Exercise input:
---*---

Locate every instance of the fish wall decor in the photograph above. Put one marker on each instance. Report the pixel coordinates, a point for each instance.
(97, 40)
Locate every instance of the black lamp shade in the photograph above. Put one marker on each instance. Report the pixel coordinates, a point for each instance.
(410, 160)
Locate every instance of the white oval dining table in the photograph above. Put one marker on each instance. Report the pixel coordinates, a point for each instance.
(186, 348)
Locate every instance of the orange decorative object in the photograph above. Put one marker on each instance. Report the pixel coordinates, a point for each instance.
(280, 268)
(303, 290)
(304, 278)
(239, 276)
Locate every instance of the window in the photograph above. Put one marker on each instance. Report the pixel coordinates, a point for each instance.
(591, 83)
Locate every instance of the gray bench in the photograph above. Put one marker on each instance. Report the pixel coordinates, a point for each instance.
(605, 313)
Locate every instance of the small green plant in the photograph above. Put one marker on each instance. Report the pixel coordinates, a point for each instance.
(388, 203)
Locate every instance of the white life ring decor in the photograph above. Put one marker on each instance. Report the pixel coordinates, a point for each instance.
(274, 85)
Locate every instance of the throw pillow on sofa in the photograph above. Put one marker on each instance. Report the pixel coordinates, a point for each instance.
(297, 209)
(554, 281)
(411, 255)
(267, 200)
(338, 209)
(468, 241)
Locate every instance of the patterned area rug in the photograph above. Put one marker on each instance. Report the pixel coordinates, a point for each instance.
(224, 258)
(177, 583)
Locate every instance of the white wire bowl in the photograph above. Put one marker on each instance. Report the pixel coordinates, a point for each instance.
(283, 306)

---*---

Stated problem: Repeat every line of the data, exactly and in full.

Reply:
Locate every instance of the fish wall decor in the photograph above. Put one marker on each instance. Report the pixel coordinates, a point for each instance.
(97, 40)
Locate every instance of the black lamp shade in the photograph above. Put one marker on each instance. Report the pixel coordinates, a point for each instance.
(410, 160)
Locate every instance of the white oval dining table in the photograph above. Put one marker on each instance. Report the pixel coordinates, a point for each instance.
(186, 348)
Locate every instance of the orange decorative object in the photograph above. Put one marker on each instance. Report the pixel coordinates, a point for each instance.
(280, 268)
(303, 290)
(304, 278)
(239, 276)
Locate every instance of the window in the photograph above. Put one marker on each instance. Report the pixel coordinates, a point for each instance.
(591, 83)
Locate every instance of the gray bench in the photograph above. Put one marker on each instance. Report the pixel coordinates, a point for each instance.
(605, 313)
Locate every instance of the small green plant in the photograph above. Put one marker on each instance. Report the pixel coordinates, a point for each instance.
(388, 203)
Locate every instance of the white life ring decor in the photograph above. Put one marker on each instance. Report the pixel coordinates, a point for each instance.
(274, 85)
Locate every instance of the throw pillow on sofa in the photograph above. Put one marker on each instance. Report the pixel coordinates, a point for each instance.
(297, 209)
(554, 281)
(411, 255)
(267, 200)
(338, 209)
(468, 241)
Locate every instance of the patterned area rug in the photograph above. Put one marker on each instance. Report the pixel coordinates, a point for each instance.
(224, 258)
(177, 583)
Locate every instance of the white wire bowl in the photograph above. Put one marker on each instance. Report the pixel coordinates, a point for each instance.
(283, 306)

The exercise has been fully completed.